* [Passage]:
# Snow-Bear Replacement Winch



## [email protected] (Feb 19, 2008)

We have an old 1978 Ford F150 4x4 lifted Flatbed and a Snow-Bear Plow. We use this only to plow our driveway out here in the Iowa Country. I need to replace the winch motor, and believe I read that you can get another thats stronger and also costs less. I dont know the age of this plow I bought the truck 7 years ago and was told the plow was 2-3 years old at that time. Any help appreciated.


----------



## dunedog (Oct 30, 2004)

stronger and cheaper are usually MiChina. They are available at Tractor Supply,Harbor Freight etc.
I always keep a _waterproof cover over the guts of the plow,when not in use._


----------



## AbsoluteH&L (Jan 5, 2006)

I don't know the details of these that much but I would think just about any atv winch would work just fine. I see the Harbor Freight ones on sale for around $50.


----------



## KGRlandscapeing (May 2, 2007)

the originals come from superwinch there pretty tough not gonna lie id put something close to orginal on it from them. gotta have power up and down and a collar setup like that one and the belt enless its a chain one. i like the belt better never had an issue.


----------



## RipT (Dec 6, 2004)

[Labeled shape records]
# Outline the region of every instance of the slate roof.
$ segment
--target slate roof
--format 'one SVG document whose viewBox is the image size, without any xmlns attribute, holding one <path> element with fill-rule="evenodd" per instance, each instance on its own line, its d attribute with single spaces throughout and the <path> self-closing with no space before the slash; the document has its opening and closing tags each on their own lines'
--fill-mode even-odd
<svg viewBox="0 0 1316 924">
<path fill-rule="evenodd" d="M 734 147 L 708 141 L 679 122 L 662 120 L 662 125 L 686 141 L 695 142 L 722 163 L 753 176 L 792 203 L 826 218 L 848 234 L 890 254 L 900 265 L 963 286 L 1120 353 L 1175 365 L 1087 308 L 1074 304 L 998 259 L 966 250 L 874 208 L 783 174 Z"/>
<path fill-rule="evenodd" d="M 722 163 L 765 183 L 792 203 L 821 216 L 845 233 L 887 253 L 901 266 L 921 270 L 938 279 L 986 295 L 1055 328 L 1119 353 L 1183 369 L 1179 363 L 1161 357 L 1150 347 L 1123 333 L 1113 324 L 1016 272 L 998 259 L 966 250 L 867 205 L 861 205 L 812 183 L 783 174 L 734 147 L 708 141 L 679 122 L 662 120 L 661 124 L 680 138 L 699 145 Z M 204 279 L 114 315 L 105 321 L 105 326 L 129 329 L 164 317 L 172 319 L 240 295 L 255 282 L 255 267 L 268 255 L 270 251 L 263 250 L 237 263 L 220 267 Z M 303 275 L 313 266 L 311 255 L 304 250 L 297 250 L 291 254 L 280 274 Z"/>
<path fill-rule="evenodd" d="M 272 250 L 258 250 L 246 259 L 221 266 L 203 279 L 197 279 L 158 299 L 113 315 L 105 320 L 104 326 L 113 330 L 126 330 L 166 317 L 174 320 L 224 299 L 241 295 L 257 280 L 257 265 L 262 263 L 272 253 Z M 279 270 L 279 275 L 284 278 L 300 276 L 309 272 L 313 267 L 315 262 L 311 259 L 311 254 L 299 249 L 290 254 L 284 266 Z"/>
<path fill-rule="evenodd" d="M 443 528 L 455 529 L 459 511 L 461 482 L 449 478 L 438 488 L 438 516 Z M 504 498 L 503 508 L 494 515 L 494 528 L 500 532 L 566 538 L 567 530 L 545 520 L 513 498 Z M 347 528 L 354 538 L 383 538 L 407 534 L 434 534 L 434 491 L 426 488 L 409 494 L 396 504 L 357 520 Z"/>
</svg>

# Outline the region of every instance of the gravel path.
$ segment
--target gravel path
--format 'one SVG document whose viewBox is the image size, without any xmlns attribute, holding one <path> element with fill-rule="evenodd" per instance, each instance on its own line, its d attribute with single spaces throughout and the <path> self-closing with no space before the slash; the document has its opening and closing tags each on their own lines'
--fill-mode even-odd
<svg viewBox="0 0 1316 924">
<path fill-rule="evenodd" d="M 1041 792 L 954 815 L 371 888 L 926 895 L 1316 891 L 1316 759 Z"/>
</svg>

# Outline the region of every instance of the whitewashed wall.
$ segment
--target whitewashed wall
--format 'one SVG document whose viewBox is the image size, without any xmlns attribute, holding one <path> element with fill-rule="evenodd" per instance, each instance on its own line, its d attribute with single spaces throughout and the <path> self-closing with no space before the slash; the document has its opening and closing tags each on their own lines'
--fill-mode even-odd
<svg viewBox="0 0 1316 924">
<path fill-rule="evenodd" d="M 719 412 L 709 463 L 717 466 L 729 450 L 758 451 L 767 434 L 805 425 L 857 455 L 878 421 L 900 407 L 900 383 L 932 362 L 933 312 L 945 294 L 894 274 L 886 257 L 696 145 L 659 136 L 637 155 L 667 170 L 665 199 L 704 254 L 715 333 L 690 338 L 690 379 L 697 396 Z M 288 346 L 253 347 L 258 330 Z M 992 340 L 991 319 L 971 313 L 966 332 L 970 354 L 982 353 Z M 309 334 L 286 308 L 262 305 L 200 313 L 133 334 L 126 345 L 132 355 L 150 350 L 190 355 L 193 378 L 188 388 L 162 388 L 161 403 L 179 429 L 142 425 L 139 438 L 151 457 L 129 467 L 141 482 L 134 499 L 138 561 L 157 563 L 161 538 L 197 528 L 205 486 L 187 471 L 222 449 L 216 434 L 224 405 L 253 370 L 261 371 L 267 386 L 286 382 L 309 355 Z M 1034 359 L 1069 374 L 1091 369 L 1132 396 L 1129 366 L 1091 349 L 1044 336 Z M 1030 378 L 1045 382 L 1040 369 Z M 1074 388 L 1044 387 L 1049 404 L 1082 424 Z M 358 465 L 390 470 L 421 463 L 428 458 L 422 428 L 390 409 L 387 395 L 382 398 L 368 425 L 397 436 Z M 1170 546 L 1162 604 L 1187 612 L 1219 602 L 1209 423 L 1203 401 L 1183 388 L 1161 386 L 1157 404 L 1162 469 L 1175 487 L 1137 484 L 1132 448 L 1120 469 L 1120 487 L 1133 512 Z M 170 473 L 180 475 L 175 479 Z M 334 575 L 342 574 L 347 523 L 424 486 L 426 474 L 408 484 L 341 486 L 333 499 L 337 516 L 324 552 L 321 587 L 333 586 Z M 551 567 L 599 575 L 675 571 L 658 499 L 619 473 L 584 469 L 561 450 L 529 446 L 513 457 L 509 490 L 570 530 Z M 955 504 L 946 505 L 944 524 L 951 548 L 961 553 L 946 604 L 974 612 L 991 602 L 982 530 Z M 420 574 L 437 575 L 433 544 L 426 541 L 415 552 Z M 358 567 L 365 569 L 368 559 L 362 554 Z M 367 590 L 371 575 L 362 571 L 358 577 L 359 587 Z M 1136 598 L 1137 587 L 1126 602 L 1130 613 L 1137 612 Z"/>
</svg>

* [Actions to take]:
**A.** In the forum thread about the Snow-Bear replacement winch, what price does AbsoluteH&L give for the Harbor Freight winches on sale?
**B.** Please carry on the forum thread about the Snow-Bear replacement winch from the point where it stops.
You will not need the material.

* [Responses to the exercise]:
**A.** Around $50.

**B.**
The main issue is the winch holding the plow up when you release the power. Many cheap ATV winches will not do that. Some will. I hear SnowBear can rebuild their winches.

Some folks here may be able to list an alternative brand/model winch that does work as well as the OEM. Do a search on this site.

Yes the newer strap versions are better than the older chain type, but in either case the collar just clamps to the winch drum.


----------



## kwollen (Jan 8, 2007)

*Snowbear Cheap Replacement Wench*

I came up with a cheap replacement winch, see my thread "Snowbear Cheap Replacement Winch" now clear back on page 11. Date of last response to it was 1-22-07. Not all ATV winches will work, horsepower on some are really low. also, you need one with power in and power out. The $50 winch I bought from Harbor Freight seems identical to some of the other China made ones. It is a backup, ready if needed, but other than the initial installation I have not used it. The only thing I see that you lose by going to one of these is the fact you can't hand crank them up like the original.
Making the new plate was easy with home tools, no welding.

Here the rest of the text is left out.